(Records from a data source)
_____

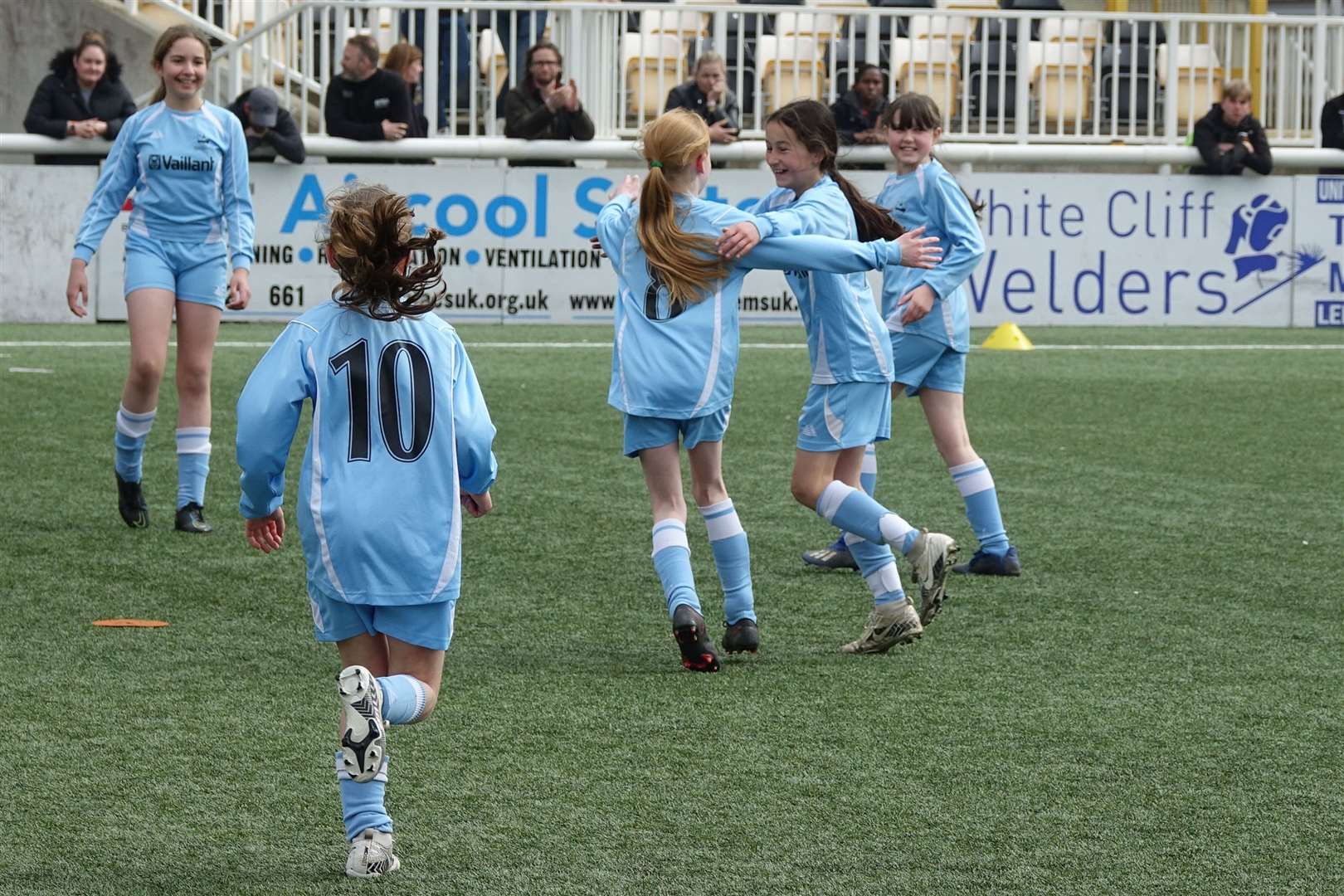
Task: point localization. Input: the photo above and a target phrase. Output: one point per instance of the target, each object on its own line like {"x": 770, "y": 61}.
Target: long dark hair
{"x": 368, "y": 236}
{"x": 921, "y": 113}
{"x": 815, "y": 128}
{"x": 166, "y": 41}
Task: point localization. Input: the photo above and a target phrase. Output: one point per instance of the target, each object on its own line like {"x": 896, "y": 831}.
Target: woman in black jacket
{"x": 1229, "y": 139}
{"x": 82, "y": 97}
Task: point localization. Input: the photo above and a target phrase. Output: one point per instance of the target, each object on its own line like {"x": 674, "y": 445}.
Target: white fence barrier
{"x": 999, "y": 75}
{"x": 1064, "y": 249}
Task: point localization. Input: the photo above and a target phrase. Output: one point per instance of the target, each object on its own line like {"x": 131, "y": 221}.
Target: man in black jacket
{"x": 82, "y": 97}
{"x": 1332, "y": 129}
{"x": 270, "y": 130}
{"x": 363, "y": 101}
{"x": 1229, "y": 139}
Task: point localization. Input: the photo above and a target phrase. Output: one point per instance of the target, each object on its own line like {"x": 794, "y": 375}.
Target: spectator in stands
{"x": 707, "y": 95}
{"x": 407, "y": 62}
{"x": 1229, "y": 139}
{"x": 1332, "y": 129}
{"x": 544, "y": 106}
{"x": 859, "y": 110}
{"x": 363, "y": 101}
{"x": 270, "y": 130}
{"x": 82, "y": 97}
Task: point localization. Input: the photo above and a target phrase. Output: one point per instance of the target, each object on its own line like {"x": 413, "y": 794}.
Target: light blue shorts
{"x": 425, "y": 625}
{"x": 845, "y": 416}
{"x": 654, "y": 431}
{"x": 191, "y": 271}
{"x": 925, "y": 363}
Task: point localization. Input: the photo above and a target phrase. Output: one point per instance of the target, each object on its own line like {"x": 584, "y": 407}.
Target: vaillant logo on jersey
{"x": 179, "y": 163}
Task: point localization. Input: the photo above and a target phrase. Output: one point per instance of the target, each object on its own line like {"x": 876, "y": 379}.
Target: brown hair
{"x": 401, "y": 56}
{"x": 815, "y": 128}
{"x": 919, "y": 113}
{"x": 368, "y": 234}
{"x": 91, "y": 39}
{"x": 1237, "y": 89}
{"x": 166, "y": 41}
{"x": 368, "y": 47}
{"x": 533, "y": 50}
{"x": 686, "y": 264}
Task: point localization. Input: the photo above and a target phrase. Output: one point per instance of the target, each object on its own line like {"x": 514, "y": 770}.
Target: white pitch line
{"x": 1249, "y": 347}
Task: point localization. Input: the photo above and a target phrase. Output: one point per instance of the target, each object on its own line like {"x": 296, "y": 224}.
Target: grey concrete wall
{"x": 32, "y": 32}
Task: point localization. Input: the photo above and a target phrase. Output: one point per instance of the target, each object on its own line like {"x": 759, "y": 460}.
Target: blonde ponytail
{"x": 686, "y": 264}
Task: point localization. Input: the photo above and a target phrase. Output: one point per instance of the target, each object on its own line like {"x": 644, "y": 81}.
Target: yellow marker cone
{"x": 1008, "y": 338}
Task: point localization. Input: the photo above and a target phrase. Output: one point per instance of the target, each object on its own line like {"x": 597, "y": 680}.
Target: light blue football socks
{"x": 192, "y": 464}
{"x": 977, "y": 490}
{"x": 878, "y": 567}
{"x": 672, "y": 562}
{"x": 362, "y": 805}
{"x": 850, "y": 509}
{"x": 403, "y": 699}
{"x": 732, "y": 558}
{"x": 132, "y": 431}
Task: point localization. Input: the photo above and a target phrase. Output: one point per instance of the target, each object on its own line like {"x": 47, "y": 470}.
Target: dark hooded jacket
{"x": 58, "y": 101}
{"x": 1213, "y": 129}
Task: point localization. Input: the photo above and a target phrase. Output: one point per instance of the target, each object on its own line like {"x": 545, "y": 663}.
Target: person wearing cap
{"x": 270, "y": 130}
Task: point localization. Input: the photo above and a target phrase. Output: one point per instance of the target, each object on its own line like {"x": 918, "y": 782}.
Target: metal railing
{"x": 999, "y": 75}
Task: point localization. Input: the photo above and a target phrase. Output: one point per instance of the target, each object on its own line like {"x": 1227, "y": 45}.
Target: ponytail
{"x": 686, "y": 264}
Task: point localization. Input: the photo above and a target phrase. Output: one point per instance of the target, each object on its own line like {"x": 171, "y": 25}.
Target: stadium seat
{"x": 687, "y": 26}
{"x": 992, "y": 67}
{"x": 929, "y": 67}
{"x": 819, "y": 26}
{"x": 1199, "y": 80}
{"x": 1062, "y": 84}
{"x": 1086, "y": 32}
{"x": 940, "y": 27}
{"x": 791, "y": 69}
{"x": 1127, "y": 80}
{"x": 652, "y": 63}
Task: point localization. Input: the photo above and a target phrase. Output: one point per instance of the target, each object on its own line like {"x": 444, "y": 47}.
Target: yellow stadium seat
{"x": 791, "y": 69}
{"x": 654, "y": 63}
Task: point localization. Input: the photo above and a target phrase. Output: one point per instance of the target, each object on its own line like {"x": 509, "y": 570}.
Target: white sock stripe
{"x": 194, "y": 440}
{"x": 134, "y": 425}
{"x": 715, "y": 509}
{"x": 884, "y": 581}
{"x": 723, "y": 525}
{"x": 832, "y": 497}
{"x": 894, "y": 529}
{"x": 344, "y": 776}
{"x": 670, "y": 533}
{"x": 975, "y": 483}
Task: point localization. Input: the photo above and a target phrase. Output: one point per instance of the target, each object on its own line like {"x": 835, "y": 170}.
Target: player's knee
{"x": 194, "y": 379}
{"x": 145, "y": 371}
{"x": 707, "y": 494}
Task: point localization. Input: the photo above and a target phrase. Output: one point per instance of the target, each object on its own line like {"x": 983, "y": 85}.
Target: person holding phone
{"x": 707, "y": 95}
{"x": 1229, "y": 139}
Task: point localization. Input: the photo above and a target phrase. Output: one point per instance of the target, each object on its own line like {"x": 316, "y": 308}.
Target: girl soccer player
{"x": 191, "y": 225}
{"x": 401, "y": 437}
{"x": 849, "y": 403}
{"x": 930, "y": 325}
{"x": 675, "y": 356}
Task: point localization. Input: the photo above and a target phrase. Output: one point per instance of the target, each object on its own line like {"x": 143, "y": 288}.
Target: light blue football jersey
{"x": 399, "y": 431}
{"x": 679, "y": 362}
{"x": 190, "y": 175}
{"x": 930, "y": 197}
{"x": 845, "y": 338}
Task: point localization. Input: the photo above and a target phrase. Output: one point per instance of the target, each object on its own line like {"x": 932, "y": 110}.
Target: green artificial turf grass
{"x": 1155, "y": 707}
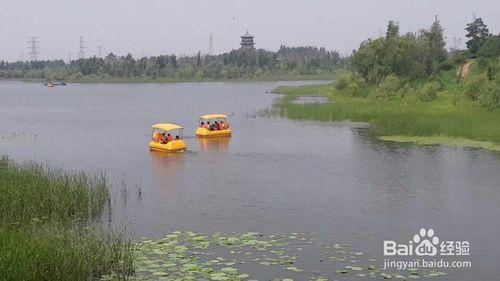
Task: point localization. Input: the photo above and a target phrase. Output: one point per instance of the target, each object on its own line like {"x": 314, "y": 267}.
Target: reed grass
{"x": 49, "y": 226}
{"x": 450, "y": 115}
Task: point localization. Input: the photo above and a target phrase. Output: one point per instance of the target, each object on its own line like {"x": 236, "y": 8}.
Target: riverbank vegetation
{"x": 49, "y": 228}
{"x": 288, "y": 63}
{"x": 410, "y": 85}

_____

Each record above needs to be transcribed word for word, with its pictures omitted.

Task: point localization. Input: the photo above and a target phrase. Output: one point per instance of the target, each object on its own line like {"x": 770, "y": 61}.
Target: long dark hair
{"x": 368, "y": 236}
{"x": 921, "y": 113}
{"x": 815, "y": 128}
{"x": 166, "y": 41}
Task: point localization. Input: the photo above and a target phrase. Output: one point per instance of the target, each object on its own line like {"x": 896, "y": 831}.
Target: woman in black jacket
{"x": 1229, "y": 139}
{"x": 82, "y": 97}
Task: point localization. Input: the photo above and a target phrase. Output: one point per instance of the target, each object on its own line like {"x": 674, "y": 445}.
Target: white fence barrier
{"x": 999, "y": 75}
{"x": 1064, "y": 249}
Task: point localization. Input: the photo above and a target phrase. Output: one point per instance of the target, each object on its own line like {"x": 131, "y": 221}.
Target: man in black jacket
{"x": 82, "y": 97}
{"x": 1332, "y": 129}
{"x": 270, "y": 130}
{"x": 363, "y": 101}
{"x": 1229, "y": 139}
Task: point localization. Input: the photo above and a target phrase. Output: one point per instance of the target, each object on its own line like {"x": 794, "y": 375}.
Target: spectator in stands
{"x": 707, "y": 95}
{"x": 407, "y": 62}
{"x": 1229, "y": 139}
{"x": 1332, "y": 129}
{"x": 544, "y": 106}
{"x": 859, "y": 110}
{"x": 363, "y": 101}
{"x": 270, "y": 130}
{"x": 82, "y": 97}
Task: point localization. Input: the photo above and a target phrase. Output: one point per instance of the target, each object on its own line like {"x": 413, "y": 794}.
Target: light blue shorts
{"x": 425, "y": 625}
{"x": 845, "y": 416}
{"x": 654, "y": 431}
{"x": 191, "y": 271}
{"x": 925, "y": 363}
Task: point localization. Input: the photo above and a target phrase. Output: one point per instance of the target, each object on its own line like {"x": 584, "y": 407}.
Target: vaillant logo on jersey
{"x": 179, "y": 163}
Task: point localization. Input: the photo above and a target phrase. Output: one point per instance of the target, each object on its own line like {"x": 876, "y": 379}.
Target: brown hair
{"x": 401, "y": 56}
{"x": 815, "y": 128}
{"x": 919, "y": 113}
{"x": 368, "y": 234}
{"x": 91, "y": 39}
{"x": 1237, "y": 89}
{"x": 166, "y": 41}
{"x": 368, "y": 47}
{"x": 533, "y": 50}
{"x": 686, "y": 264}
Task: point localization. Input: the photo above and a target phrase. Output: one point per instance of the target, each object on its own line like {"x": 514, "y": 770}.
Target: white pitch line
{"x": 1249, "y": 347}
Task: point localization. Input: the photo above and a target phrase. Output: one point per instance of the target, each object on its own line like {"x": 296, "y": 224}.
Target: grey concrete wall
{"x": 32, "y": 32}
Task: point localization. Input: the photo above and a target phrase. Output: one point per instance of the target, each object on its own line like {"x": 759, "y": 460}.
Target: blonde ponytail
{"x": 686, "y": 264}
Task: point localization. Input: the photo above and a target phrase. Output: one point per instance of the target, each object on its own line like {"x": 644, "y": 81}.
Target: yellow marker cone
{"x": 1008, "y": 338}
Task: point localization. Input: the photo above and a target phrase. Output: one point per instance of the target, each object on its own line like {"x": 597, "y": 680}.
Target: light blue football socks
{"x": 192, "y": 464}
{"x": 977, "y": 490}
{"x": 878, "y": 567}
{"x": 672, "y": 562}
{"x": 362, "y": 805}
{"x": 850, "y": 509}
{"x": 403, "y": 699}
{"x": 732, "y": 558}
{"x": 132, "y": 431}
Task: point localization. Input: the photo above and a target phrase. Output: one point per instance of the target, each object on its own line like {"x": 47, "y": 470}.
Target: dark hooded jacket
{"x": 58, "y": 101}
{"x": 1213, "y": 129}
Task: point localization. Input: the photo above and a target phrase. Output: one point per instance of the target, each object on its own line like {"x": 545, "y": 663}.
Target: person wearing cap
{"x": 270, "y": 130}
Task: point localization. Input: the photo above and a target phrase. Output: one point per instance of the target, each object on its own line like {"x": 918, "y": 782}.
Target: metal railing
{"x": 999, "y": 75}
Task: point localization. Input: the photo above and a target phrase. Output: one point per instance of the target, each object on its own line like {"x": 1227, "y": 45}.
Target: ponytail
{"x": 686, "y": 264}
Task: point localization. Input: the photo above and a target phrase. Output: one point per instance of the target, each object on its own line like {"x": 171, "y": 25}.
Target: stadium seat
{"x": 687, "y": 26}
{"x": 992, "y": 67}
{"x": 929, "y": 67}
{"x": 819, "y": 26}
{"x": 1199, "y": 80}
{"x": 1062, "y": 84}
{"x": 1086, "y": 32}
{"x": 940, "y": 27}
{"x": 791, "y": 69}
{"x": 1127, "y": 80}
{"x": 652, "y": 63}
Task: point localization. Input: the photo above and a target phrase. Output: one point per instance of the target, each object on its own line like {"x": 444, "y": 47}.
Target: yellow stadium seat
{"x": 791, "y": 69}
{"x": 654, "y": 63}
Task: point localization. Input: the photo above and a target phrase. Output: one point per instance of the target, each object on its own line like {"x": 509, "y": 570}.
Target: white sock stripe
{"x": 194, "y": 440}
{"x": 134, "y": 425}
{"x": 715, "y": 509}
{"x": 884, "y": 581}
{"x": 723, "y": 525}
{"x": 832, "y": 497}
{"x": 894, "y": 529}
{"x": 344, "y": 776}
{"x": 670, "y": 533}
{"x": 975, "y": 483}
Task: point localization. Input: the photo above and a target phrase. Output: one point per instance of the target, each object on its own line like {"x": 835, "y": 170}.
Target: player's knee
{"x": 194, "y": 379}
{"x": 145, "y": 371}
{"x": 707, "y": 494}
Task: point localization. Input: the photo above and a target phrase. Output: one point per instance of the target, each object on its own line like {"x": 983, "y": 85}.
Target: person holding phone
{"x": 707, "y": 95}
{"x": 1229, "y": 139}
Task: point localization. Input: the photo above and a target phrase. Output: one point per instance of the target, each object on its own line like {"x": 316, "y": 308}.
Target: girl soccer player
{"x": 191, "y": 225}
{"x": 401, "y": 437}
{"x": 849, "y": 403}
{"x": 930, "y": 325}
{"x": 675, "y": 356}
Task: point localization. Input: the photo above and a target phrase. Output: one point per instance of the target, each object on its own line like {"x": 143, "y": 288}.
Target: light blue football jersey
{"x": 399, "y": 431}
{"x": 679, "y": 362}
{"x": 190, "y": 175}
{"x": 930, "y": 197}
{"x": 845, "y": 338}
Task: point localization. Input: the photo above and a target phrase. Output: one point per instance of the target, each object on its own line like {"x": 932, "y": 110}.
Target: green artificial turf grass
{"x": 1155, "y": 707}
Task: point localization. Input: the photo above and a target phrase. Output: one point per instance of the target, each object on its own line like {"x": 314, "y": 267}.
Target: reed grass
{"x": 49, "y": 226}
{"x": 450, "y": 115}
Task: point localization. Input: the photo above and a target phrase. Output: one point per instance of the target, each object on its own line like {"x": 236, "y": 8}.
Target: riverbank vegetation
{"x": 49, "y": 228}
{"x": 288, "y": 63}
{"x": 410, "y": 85}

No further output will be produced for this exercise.